**ROWS**:
◇ ◇ ◇ ◇ ◇ ◇ ◇

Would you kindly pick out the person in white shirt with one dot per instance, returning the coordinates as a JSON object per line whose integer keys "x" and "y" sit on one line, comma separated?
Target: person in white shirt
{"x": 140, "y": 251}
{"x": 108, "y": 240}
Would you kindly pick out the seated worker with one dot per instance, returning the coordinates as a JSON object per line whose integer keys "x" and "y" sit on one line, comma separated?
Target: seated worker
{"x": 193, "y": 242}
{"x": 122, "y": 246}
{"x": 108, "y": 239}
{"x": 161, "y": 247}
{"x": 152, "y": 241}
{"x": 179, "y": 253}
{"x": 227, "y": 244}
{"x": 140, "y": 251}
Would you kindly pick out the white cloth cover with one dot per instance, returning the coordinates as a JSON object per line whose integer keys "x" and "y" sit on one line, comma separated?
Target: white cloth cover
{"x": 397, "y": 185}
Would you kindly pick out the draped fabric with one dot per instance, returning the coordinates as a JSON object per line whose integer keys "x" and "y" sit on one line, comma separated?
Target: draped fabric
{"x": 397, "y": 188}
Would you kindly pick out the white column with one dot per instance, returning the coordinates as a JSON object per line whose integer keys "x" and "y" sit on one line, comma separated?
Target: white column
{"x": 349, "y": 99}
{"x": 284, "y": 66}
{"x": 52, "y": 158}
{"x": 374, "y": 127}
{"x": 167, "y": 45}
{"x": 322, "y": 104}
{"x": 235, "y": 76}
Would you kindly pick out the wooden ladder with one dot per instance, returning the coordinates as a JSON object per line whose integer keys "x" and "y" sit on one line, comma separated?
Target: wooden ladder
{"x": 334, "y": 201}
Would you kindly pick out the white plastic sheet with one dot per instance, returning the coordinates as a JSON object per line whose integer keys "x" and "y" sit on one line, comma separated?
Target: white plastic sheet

◇ ◇ ◇ ◇ ◇ ◇ ◇

**INSTRUCTIONS FOR THE TASK**: Reproduce every item above word for word, without leaving anything out.

**ANSWER IN FULL**:
Would you kindly pick out the person in white shirt with one dot per instance, returning the coordinates as a JSON object per line whose integer keys "x" and "y" sit on one line, comma separated?
Target: person in white shirt
{"x": 140, "y": 251}
{"x": 108, "y": 240}
Would you kindly pick out the seated worker with one dot per instance, returning the coordinates as a JSON object per line whose integer keys "x" and "y" sit on one line, comma separated?
Target: seated worker
{"x": 193, "y": 242}
{"x": 122, "y": 246}
{"x": 108, "y": 239}
{"x": 161, "y": 247}
{"x": 152, "y": 241}
{"x": 179, "y": 253}
{"x": 227, "y": 244}
{"x": 140, "y": 251}
Would you kindly pick out the white cloth cover with one dot per instance, returning the coordinates as a JSON object per line whose integer keys "x" and "y" sit on one line, comma separated?
Target: white cloth cover
{"x": 397, "y": 185}
Would you kindly pick out the draped fabric with one dot per instance, returning the coordinates as a JSON object per line whose integer keys "x" and "y" sit on one line, comma separated?
Target: draped fabric
{"x": 397, "y": 188}
Would you kindly pick out the white column with one dot per instance, returning the coordinates as a JSON object per line whose integer keys "x" and "y" sit on one line, comma separated?
Target: white column
{"x": 349, "y": 99}
{"x": 284, "y": 66}
{"x": 52, "y": 158}
{"x": 374, "y": 127}
{"x": 167, "y": 45}
{"x": 322, "y": 104}
{"x": 235, "y": 76}
Would you kindly pick out the wooden ladder with one dot per instance, returning the coordinates as a JSON object per line whose integer keys "x" and "y" sit on one line, comma separated?
Target: wooden ladder
{"x": 334, "y": 201}
Would you kindly pick out the white plastic sheet with one dot per instance, returning the coordinates as a JSON object per line whose integer keys "x" and "y" sit on one line, comma separated?
Target: white plastic sheet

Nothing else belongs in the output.